DOCUMENT PASSAGE ▸
S

striceo

Hi all,

Planning on wiring my neighbour's summer house which will be 15 metres away from the end of the house (20-25 metres total distance from the supply CU under the stairs).

Need some advice on which option would be the most SAFE not just the quickest, cheapest method etc. If it costs more to be done properly then that’s how it will be done.

The electrical needs for the shed are:-

LED lighting

Power for a treadmill 1000w and heater 2000w

The situation is this - the house has been underpinned and has no access under it for running cables. The CU being where it is means it would be a tricky albeit not an impossible SWA run along the outside of the house, that's before you get to the drop down to the garden trench for the final stretch to the shed. The alternative to running it that way is going out to the wall behind the CU first then down under the driveway to the garden, although this would mean raising a fair few flags. I know this may sound lazy but I don't want to be lifting 5 metres of driveway flags to run the cable under that way, but if that is the best way so be it. Ideally I would prefer not to use a full run of 25 metres of SWA but again, if needs must.

There is a ring main socket situated on the downstairs back room wall adjacent to the rear garden that has a T+E 2.5mm2 coming out to a junction box on the exterior wall directly opposite. This JB is supplying flood lights (which don't work!).

TASKS TO CARRY OUT ▸
(1) In the forum post about wiring the summer house, how far is the summer house from the end of the house?
(2) According to the forum post about wiring the summer house, why is the writer reluctant to run the cable under the driveway?
(3) Continue the forum post about wiring the summer house from its last sentence.
The data after this post play no part in this exercise.

SUPPLIED INFORMATION ▸
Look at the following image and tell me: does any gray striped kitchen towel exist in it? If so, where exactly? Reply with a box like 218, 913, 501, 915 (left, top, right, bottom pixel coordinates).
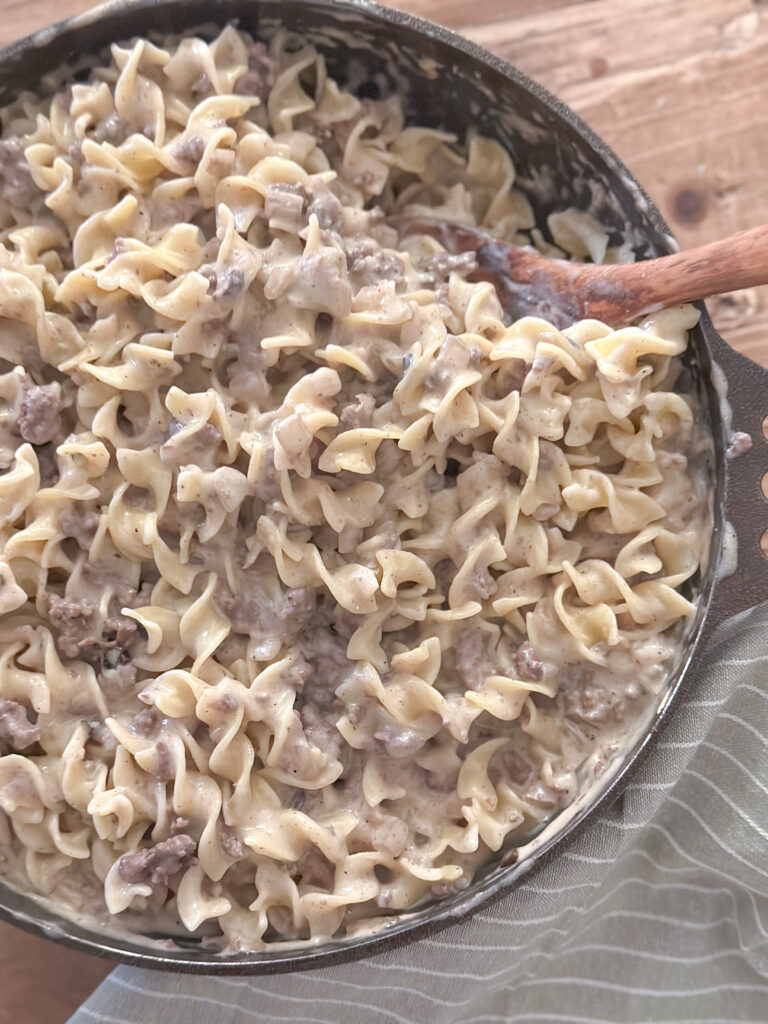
71, 605, 768, 1024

ANSWERS ▸
(1) It is 15 metres away.

(2) Running the cable that way would mean lifting about 5 metres of driveway flags.

(3)
Here's my first thought...

Could I replace the JB on the ext wall for a 13A FCU spur inside a waterproof casing (Doing away with the existing flood light cables) Run a 2.5mm SWA from this, bury it a foot deep along the side of the garden to one metal-clad double socket inside the shed avoiding the need for a sub-CU. Then feed off from this to an additional FCU switch 3A for the lighting circuit?

Here’s where I need guidance?

Will spurring off the downstairs 32a MCB ring main be ok for the distance and load etc?

If so, will SWA 2.5mm be enough or upgrade to 4mm, or 6mm?

Will the supply RCD be enough protection?

Do I need to ‘notify’ if done this way? If it is just an extension of the ring main I wasn’t sure if this was absolutely necessary or not. Obviously it is poor practice. Minor works?

Other considerations:-

Earthing system in house is TN-S

There will be no gas / water or extraneous metal in the shed.

I imagine in the upcoming winter months he will be having a heater on and the treadmill at the same time. 3000w / 230v = 13.04A, that is before taking into account voltage drop etc, but I can’t see him using both appliances to the max at same time. Giving that the fused spur is limiting him to only 13A I imagine this could be pushing it.

Any suggestions for better way would be great! Feel free to tear my plan apart, I’d rather set him straight with the task that’s required.

Thanks
 
Oh dear. Too many basic questions that lead me to suspect you arent the person who should be doing this. Did you tell your neighbour that you knew all about electrical stuff?

With respect, I will provide a straight answer to your first question
Need some advice on which option would be the most SAFE not just the quickest, cheapest method etc.
The option is for your neighbour to find a competent, registered electrician to do this job.
You could volunteer to help out, you may pick up some tips on the way.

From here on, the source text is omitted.